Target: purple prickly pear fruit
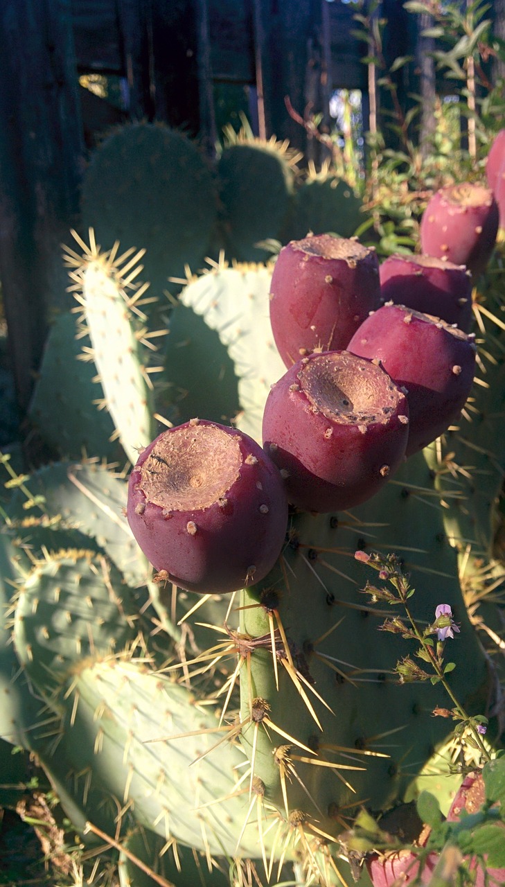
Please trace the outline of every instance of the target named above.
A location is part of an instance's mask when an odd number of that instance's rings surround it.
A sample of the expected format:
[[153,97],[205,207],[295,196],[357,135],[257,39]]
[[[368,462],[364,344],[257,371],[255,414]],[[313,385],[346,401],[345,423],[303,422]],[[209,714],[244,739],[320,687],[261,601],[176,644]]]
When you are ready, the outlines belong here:
[[199,593],[262,579],[284,541],[282,477],[247,435],[191,420],[142,452],[128,483],[128,520],[159,578]]
[[348,351],[303,357],[272,386],[263,413],[263,446],[306,511],[369,498],[402,461],[408,436],[405,395]]
[[498,222],[498,204],[490,188],[470,182],[440,188],[423,213],[421,249],[466,265],[475,277],[491,257]]
[[380,304],[377,254],[357,239],[318,234],[281,249],[270,287],[270,321],[286,366],[316,349],[346,348]]
[[459,418],[475,373],[473,334],[404,305],[383,305],[361,324],[349,350],[380,360],[407,391],[407,455],[423,449]]
[[380,266],[383,302],[433,314],[468,333],[471,324],[471,275],[434,255],[389,255]]
[[501,130],[494,137],[487,153],[486,161],[486,177],[487,184],[493,193],[496,192],[498,177],[505,163],[505,130]]
[[494,200],[498,204],[498,214],[500,216],[499,227],[505,228],[505,159],[496,180],[494,187]]
[[[423,847],[430,836],[431,828],[424,827],[417,846]],[[418,854],[412,850],[394,850],[385,853],[373,853],[367,858],[366,865],[373,887],[408,887],[413,882],[427,884],[439,860],[438,853],[429,853],[421,872]]]

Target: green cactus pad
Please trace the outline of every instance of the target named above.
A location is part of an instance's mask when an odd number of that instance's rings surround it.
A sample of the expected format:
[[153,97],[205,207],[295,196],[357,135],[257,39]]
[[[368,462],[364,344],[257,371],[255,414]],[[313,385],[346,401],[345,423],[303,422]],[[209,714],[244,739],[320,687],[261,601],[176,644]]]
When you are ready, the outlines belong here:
══════════
Reproduce all of the data above with "expected format" replaced by "required format" wherever it occurs, changing nothing else, and omit the pictures.

▶ **Answer to this task**:
Target: purple prickly pear fruit
Please trace the outline of every instance of the target named above.
A location is part of an instance's mask when an odd number of that instance's rings surround it.
A sample of the required format:
[[153,97],[205,207],[295,196],[357,135],[257,39]]
[[[368,462],[364,344],[257,371],[255,414]],[[313,385],[346,401],[345,423],[303,422]],[[209,714],[244,739],[320,687],[261,601],[176,644]]]
When you are ready, the outlines belong here:
[[199,593],[262,579],[284,541],[282,477],[247,435],[191,420],[142,452],[128,483],[128,520],[159,578]]
[[348,351],[303,357],[272,386],[263,413],[263,446],[306,511],[369,498],[402,461],[408,436],[405,395]]
[[498,222],[498,204],[490,188],[470,182],[440,188],[423,213],[421,249],[466,265],[475,277],[491,257]]
[[380,304],[377,254],[357,239],[318,234],[281,249],[270,287],[270,321],[286,366],[316,349],[346,348]]
[[459,418],[475,373],[473,334],[404,305],[383,305],[361,324],[349,350],[380,360],[407,391],[407,455],[423,449]]
[[380,266],[383,302],[433,314],[468,333],[471,324],[471,275],[434,255],[389,255]]
[[501,130],[494,137],[487,153],[486,161],[486,177],[487,184],[493,193],[496,192],[498,177],[505,163],[505,130]]
[[494,200],[498,204],[498,214],[500,216],[499,227],[505,228],[505,159],[496,180],[494,187]]
[[[423,847],[430,836],[431,828],[424,827],[417,846]],[[418,854],[412,850],[394,850],[385,853],[373,853],[367,858],[366,865],[373,887],[408,887],[413,882],[427,884],[439,860],[438,853],[429,853],[421,872]]]

Target: green cactus pad
Please trace the outline of every instance of the target named above.
A location is part of an instance's mask when an odd number of that instance's rings surround it.
A sample of the required format:
[[153,97],[205,207],[295,196],[357,135],[257,39]]
[[[368,462],[364,344],[257,371],[255,414]],[[313,385],[346,401],[345,423],[303,422]],[[209,714],[244,739],[320,687],[261,601],[176,644]]]
When you are ready, the outlines belong here:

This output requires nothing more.